(Beginning of Materials provided)

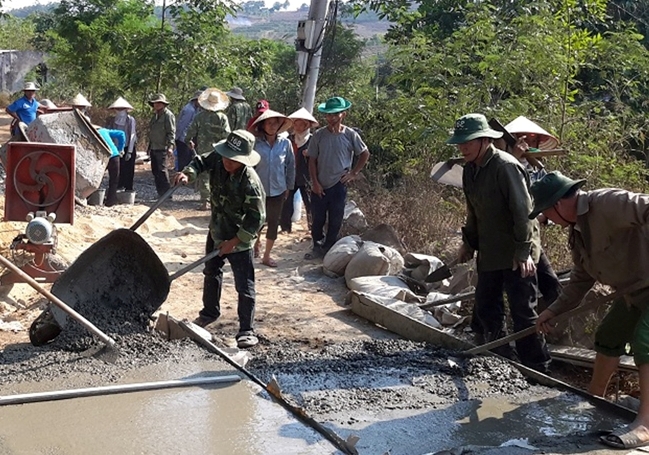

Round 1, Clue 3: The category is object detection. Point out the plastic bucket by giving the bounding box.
[116,190,136,205]
[87,189,105,206]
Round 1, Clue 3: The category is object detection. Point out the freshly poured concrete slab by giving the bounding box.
[0,376,336,454]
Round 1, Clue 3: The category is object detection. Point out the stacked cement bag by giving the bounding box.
[322,235,362,278]
[344,241,404,288]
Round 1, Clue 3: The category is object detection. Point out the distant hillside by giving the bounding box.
[7,2,390,43]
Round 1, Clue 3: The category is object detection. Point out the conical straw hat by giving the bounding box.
[250,109,293,134]
[108,96,133,110]
[505,116,559,150]
[288,107,318,127]
[71,93,91,107]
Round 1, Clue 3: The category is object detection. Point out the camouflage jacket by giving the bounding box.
[185,110,231,155]
[226,101,253,131]
[183,155,266,252]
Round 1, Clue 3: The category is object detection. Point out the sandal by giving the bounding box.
[236,331,258,349]
[600,425,649,449]
[262,258,278,267]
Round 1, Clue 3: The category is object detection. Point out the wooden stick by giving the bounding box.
[463,291,620,356]
[0,254,117,349]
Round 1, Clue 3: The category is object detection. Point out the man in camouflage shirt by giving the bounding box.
[226,87,253,130]
[174,130,266,348]
[147,93,176,197]
[186,88,231,210]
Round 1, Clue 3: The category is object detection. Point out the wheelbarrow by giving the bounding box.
[29,186,214,346]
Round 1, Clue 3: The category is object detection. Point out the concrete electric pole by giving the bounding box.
[296,0,330,113]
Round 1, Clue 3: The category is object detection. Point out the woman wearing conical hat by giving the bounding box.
[106,97,138,196]
[70,93,92,120]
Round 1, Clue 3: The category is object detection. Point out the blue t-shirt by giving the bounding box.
[7,96,40,125]
[98,128,126,158]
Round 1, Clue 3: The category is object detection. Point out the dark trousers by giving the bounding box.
[537,251,562,312]
[176,139,194,171]
[118,152,136,191]
[264,195,285,241]
[201,234,256,333]
[475,269,551,372]
[150,149,171,196]
[311,181,346,251]
[105,156,120,207]
[280,185,312,232]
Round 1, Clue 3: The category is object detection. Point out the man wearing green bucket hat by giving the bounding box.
[306,96,370,258]
[532,172,649,449]
[449,113,551,373]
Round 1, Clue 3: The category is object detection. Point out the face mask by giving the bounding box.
[115,110,127,119]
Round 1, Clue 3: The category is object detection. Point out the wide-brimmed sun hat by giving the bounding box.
[148,93,169,106]
[214,130,260,166]
[198,88,230,112]
[317,96,351,114]
[505,116,559,150]
[108,96,133,110]
[288,107,319,127]
[71,93,91,107]
[226,87,246,101]
[249,109,293,134]
[23,82,39,91]
[529,171,586,219]
[446,113,504,145]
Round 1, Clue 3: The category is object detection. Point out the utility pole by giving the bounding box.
[297,0,329,113]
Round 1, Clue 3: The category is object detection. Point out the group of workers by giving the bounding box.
[448,112,649,450]
[7,79,648,450]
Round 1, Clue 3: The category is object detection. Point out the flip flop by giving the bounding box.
[262,258,278,268]
[236,332,258,349]
[600,425,649,449]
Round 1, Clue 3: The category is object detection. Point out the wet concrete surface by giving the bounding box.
[0,331,638,454]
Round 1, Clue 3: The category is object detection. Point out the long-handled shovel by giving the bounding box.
[462,290,622,356]
[0,254,117,350]
[130,184,181,232]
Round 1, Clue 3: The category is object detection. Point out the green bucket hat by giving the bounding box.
[529,171,586,219]
[317,96,352,114]
[213,130,260,167]
[446,113,504,144]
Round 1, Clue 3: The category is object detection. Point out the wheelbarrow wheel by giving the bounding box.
[29,308,62,346]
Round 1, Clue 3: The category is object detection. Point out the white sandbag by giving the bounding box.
[342,200,368,234]
[323,235,362,277]
[345,241,390,287]
[349,275,423,303]
[381,243,405,275]
[403,253,445,282]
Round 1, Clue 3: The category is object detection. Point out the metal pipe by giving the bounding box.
[0,375,241,406]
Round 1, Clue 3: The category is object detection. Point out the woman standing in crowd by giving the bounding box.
[106,97,138,194]
[249,110,295,267]
[280,108,318,233]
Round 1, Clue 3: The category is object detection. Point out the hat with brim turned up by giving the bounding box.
[529,171,586,219]
[198,88,230,112]
[288,107,319,128]
[214,130,260,167]
[317,96,351,114]
[505,116,559,150]
[71,93,91,107]
[446,113,503,144]
[108,96,133,110]
[249,109,293,134]
[23,82,39,91]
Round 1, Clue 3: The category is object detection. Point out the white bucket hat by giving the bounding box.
[250,109,293,134]
[288,107,319,127]
[71,93,91,107]
[505,116,559,150]
[198,88,230,112]
[23,82,39,91]
[108,96,134,110]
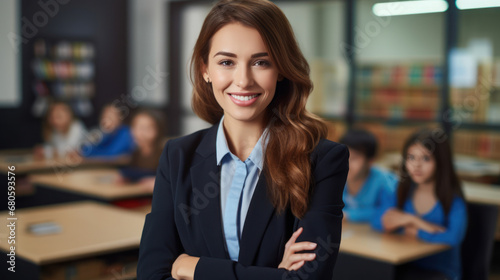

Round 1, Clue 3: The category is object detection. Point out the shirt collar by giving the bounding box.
[216,115,269,170]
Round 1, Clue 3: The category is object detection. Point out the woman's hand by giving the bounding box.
[172,253,199,280]
[278,227,317,271]
[408,216,446,234]
[383,209,445,234]
[114,175,127,185]
[403,225,419,238]
[382,208,412,232]
[138,176,156,191]
[33,145,45,160]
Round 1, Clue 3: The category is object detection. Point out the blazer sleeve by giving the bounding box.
[194,143,349,280]
[137,141,183,280]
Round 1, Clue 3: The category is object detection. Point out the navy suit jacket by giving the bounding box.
[137,122,349,280]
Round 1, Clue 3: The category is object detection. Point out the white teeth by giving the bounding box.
[231,94,258,101]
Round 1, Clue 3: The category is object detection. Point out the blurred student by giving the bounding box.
[372,128,467,280]
[81,104,135,157]
[117,109,165,190]
[35,100,87,159]
[340,129,397,223]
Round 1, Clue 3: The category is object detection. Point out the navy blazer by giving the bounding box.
[137,122,349,280]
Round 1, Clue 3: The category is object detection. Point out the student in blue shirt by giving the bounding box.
[340,129,398,223]
[81,104,135,157]
[372,128,467,280]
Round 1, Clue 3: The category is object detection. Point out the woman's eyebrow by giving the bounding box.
[251,52,269,58]
[214,51,236,58]
[213,51,269,58]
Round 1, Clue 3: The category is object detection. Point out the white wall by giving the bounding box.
[128,0,168,107]
[458,7,500,56]
[179,4,212,135]
[0,0,21,107]
[280,2,348,115]
[356,0,445,63]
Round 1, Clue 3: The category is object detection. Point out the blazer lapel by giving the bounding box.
[238,173,275,265]
[190,123,228,259]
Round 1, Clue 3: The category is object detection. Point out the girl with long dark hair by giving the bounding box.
[372,128,467,280]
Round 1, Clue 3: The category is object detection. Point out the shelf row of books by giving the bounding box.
[454,130,500,160]
[356,89,439,120]
[34,39,94,60]
[32,59,94,81]
[327,116,500,160]
[357,63,443,87]
[351,122,438,155]
[450,62,500,124]
[33,80,95,100]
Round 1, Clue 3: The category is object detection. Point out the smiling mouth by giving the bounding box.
[228,93,261,101]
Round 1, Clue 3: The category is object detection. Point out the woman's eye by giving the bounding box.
[254,60,270,67]
[423,156,431,162]
[219,60,233,66]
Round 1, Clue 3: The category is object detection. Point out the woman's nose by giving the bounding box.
[234,65,253,88]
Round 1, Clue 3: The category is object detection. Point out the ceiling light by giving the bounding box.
[456,0,500,10]
[373,0,449,16]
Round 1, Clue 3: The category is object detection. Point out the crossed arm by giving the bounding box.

(End of Materials provided)

# [Work required]
The whole listing must come back verbatim, with no pictures included.

# [Response for this exercise]
Round 1, Clue 3: The category is object detection. Point out the plastic bucket by giving the bounding box.
[116,190,136,205]
[87,189,105,206]
Round 1, Clue 3: The category is object detection. Point out the freshly poured concrete slab by giving the bounding box.
[0,376,336,454]
Round 1, Clue 3: The category is object detection. Point out the stacked cement bag by giving the bounding box.
[322,235,362,278]
[344,241,404,288]
Round 1, Clue 3: The category is object detection. Point out the distant hillside by giving the bounding box.
[7,2,390,43]
Round 1, Clue 3: The category is object detection. Point out the conical straw hat by giving the bounding box.
[250,109,293,134]
[108,96,133,110]
[505,116,559,150]
[288,107,318,127]
[71,93,91,107]
Round 1, Clue 3: The category is object detection. Point out the camouflage jacket by giving the bounding box.
[185,110,231,155]
[226,101,253,131]
[183,155,266,252]
Round 1, Clue 3: The category is object detection. Point out the sandal by giving the bounding box.
[236,331,258,349]
[600,425,649,449]
[262,258,278,267]
Round 1, Clue 3: The category is object detection. Point out the wooden stick by giving the bounding box.
[463,291,620,356]
[0,254,117,349]
Round 1, Clue 3: The category is object detection. Point out the man in camouflage shirt by giving the bounding box.
[226,87,253,130]
[174,130,266,348]
[147,93,176,197]
[186,88,231,210]
Round 1, Clue 3: The category is object detection. Point out the wheelbarrow by giving the bounding box.
[29,186,214,346]
Round 1, Clue 3: The category is object detection. Point out the concrete electric pole by giving the bounding box.
[296,0,330,113]
Round 1, Clue 3: The category is object detection. Point out the woman wearing conical hat by giving the bounding box.
[106,97,138,196]
[70,93,92,120]
Round 1, Clue 3: The category is object detection. Point out the blue t-shirt by giving the bounding box.
[7,96,40,125]
[98,128,126,158]
Round 1, Clue 3: The category is object detection. Point out the dark trousers by giving the bounding box.
[537,251,562,312]
[176,139,194,171]
[118,152,136,191]
[264,195,285,241]
[201,234,256,333]
[475,269,551,372]
[150,149,171,196]
[311,181,346,251]
[105,156,120,207]
[280,185,312,232]
Round 1, Clue 3: The category is object detection. Point out the man wearing green bucket hat by giving the bounding box.
[306,96,370,258]
[532,172,649,449]
[449,113,551,373]
Round 1, Clue 3: The category is object detection. Point out the face mask by giving the bounding box.
[115,110,127,119]
Round 1, Clue 3: The category is object detection. Point out the wide-brimmed sun hat by giving the bounding box.
[148,93,169,106]
[214,130,260,166]
[198,88,230,112]
[317,96,351,114]
[505,116,559,150]
[108,96,133,110]
[288,107,319,127]
[71,93,91,107]
[226,87,246,101]
[249,109,293,134]
[23,82,39,91]
[529,171,586,219]
[446,113,504,145]
Round 1, Clue 3: The category is object detection. Point out the utility pole by giving the bounding box.
[297,0,329,113]
Round 1, Clue 3: The category is object detection. Point out the group of workers by giving the bounding box.
[448,112,649,450]
[7,79,648,450]
Round 1, Clue 3: The category is object detection. Point out the flip flop by giving the bounding box.
[262,258,278,268]
[236,332,258,349]
[600,425,649,449]
Round 1, Clue 3: The category is object detection. Point out the wet concrete surface by giving the bounding box.
[0,331,638,454]
Round 1, Clue 3: The category is object detection. Point out the long-handled shovel by giving the bounding box.
[462,290,622,356]
[0,254,117,350]
[130,184,181,232]
Round 1, Clue 3: The category is object detection. Point out the green bucket hat by giving the bounding box.
[529,171,586,219]
[317,96,352,114]
[213,130,260,167]
[446,113,504,144]
Round 1, Clue 3: The category is object detection. Point out the wheelbarrow wheel by giving the bounding box.
[29,308,62,346]
Round 1, Clue 3: The category is object detection. Point out the white sandbag by giving the bounding box.
[342,200,368,234]
[323,235,362,277]
[345,241,390,287]
[349,275,423,303]
[381,243,405,275]
[403,253,445,282]
Round 1, Clue 3: The category is object detection. Point out the metal pipe by giving the bounding box.
[0,375,241,406]
Round 1, Clue 3: The category is object detection. Point out the woman standing in crowd by giving the bounding box.
[106,97,138,194]
[249,110,295,267]
[280,108,318,233]
Round 1, Clue 3: The category is object detection. Point out the hat with brim turned up by giving the bounding box.
[529,171,586,219]
[198,88,230,112]
[288,107,319,128]
[214,130,260,167]
[317,96,351,114]
[505,116,559,150]
[71,93,91,107]
[446,113,503,144]
[108,96,133,110]
[249,109,293,134]
[23,82,39,91]
Round 1, Clue 3: The category is object detection. Point out the white bucket hat by giving the bounding box.
[250,109,293,134]
[288,107,319,127]
[71,93,91,107]
[505,116,559,150]
[198,88,230,112]
[23,82,39,91]
[108,96,134,110]

Round 1, Clue 3: The category is object detection. Point out the shirt collar by giving the bounding box.
[216,115,269,170]
Round 1, Clue 3: The category is object detection. Point out the woman's hand by giving the bounding box.
[172,253,199,280]
[278,227,317,271]
[408,216,446,234]
[383,209,445,234]
[114,175,127,185]
[403,225,419,238]
[382,208,412,232]
[138,176,156,191]
[33,145,45,160]
Round 1, Clue 3: The category is object detection. Point out the blazer sleeve by giving the bounding box.
[194,143,349,280]
[137,141,183,280]
Round 1, Clue 3: The category is object detection. Point out the navy suit jacket by giving the bounding box.
[137,122,349,280]
Round 1, Clue 3: The category is object detection. Point out the white teeth by giving the bounding box.
[231,94,258,101]
Round 1, Clue 3: The category is object detection. Point out the blurred student by giving the bounding box.
[372,128,467,280]
[81,104,135,157]
[117,109,165,190]
[35,100,87,159]
[340,129,397,223]
Round 1, Clue 3: The category is object detection. Point out the navy blazer by giving the bounding box.
[137,122,349,280]
Round 1, Clue 3: The category is object detection. Point out the student in blue shirt by giving the bounding box.
[340,129,398,223]
[81,104,135,157]
[372,128,467,280]
Round 1, Clue 3: The category is object detection. Point out the woman's eyebrow by giving the bounding box.
[251,52,269,58]
[214,51,236,58]
[213,51,269,58]
Round 1, Clue 3: The category is object detection. Point out the white wall by giving the bounding box.
[128,0,168,107]
[458,7,500,56]
[179,4,212,135]
[0,0,21,107]
[280,2,348,115]
[356,0,445,63]
Round 1, Clue 3: The category is object detection. Point out the blazer lapel by giving the bounding box.
[238,173,275,265]
[190,123,228,259]
Round 1, Clue 3: The category is object detection. Point out the girl with long dark hair by giving the bounding box.
[372,128,467,280]
Round 1, Clue 3: The category is object detection. Point out the shelf row of books by giving the bounding box.
[454,130,500,160]
[356,89,439,120]
[34,39,94,60]
[32,59,94,81]
[327,116,500,160]
[357,63,443,87]
[351,122,438,155]
[450,62,500,124]
[33,80,95,100]
Round 1, Clue 3: The category is object detection. Point out the smiling mouth by giving the bounding box.
[228,93,261,101]
Round 1, Clue 3: The category is object detection. Point out the woman's eye by giving the bounding box.
[254,60,270,67]
[423,156,431,162]
[219,60,233,66]
Round 1, Clue 3: The category is object detection. Point out the woman's nose by giving the bounding box.
[234,65,253,88]
Round 1, Clue 3: The category is object detection. Point out the ceiling light by giving the bounding box.
[456,0,500,10]
[373,0,449,16]
Round 1, Clue 3: The category is object detection. Point out the crossed arm by giving the bounding box.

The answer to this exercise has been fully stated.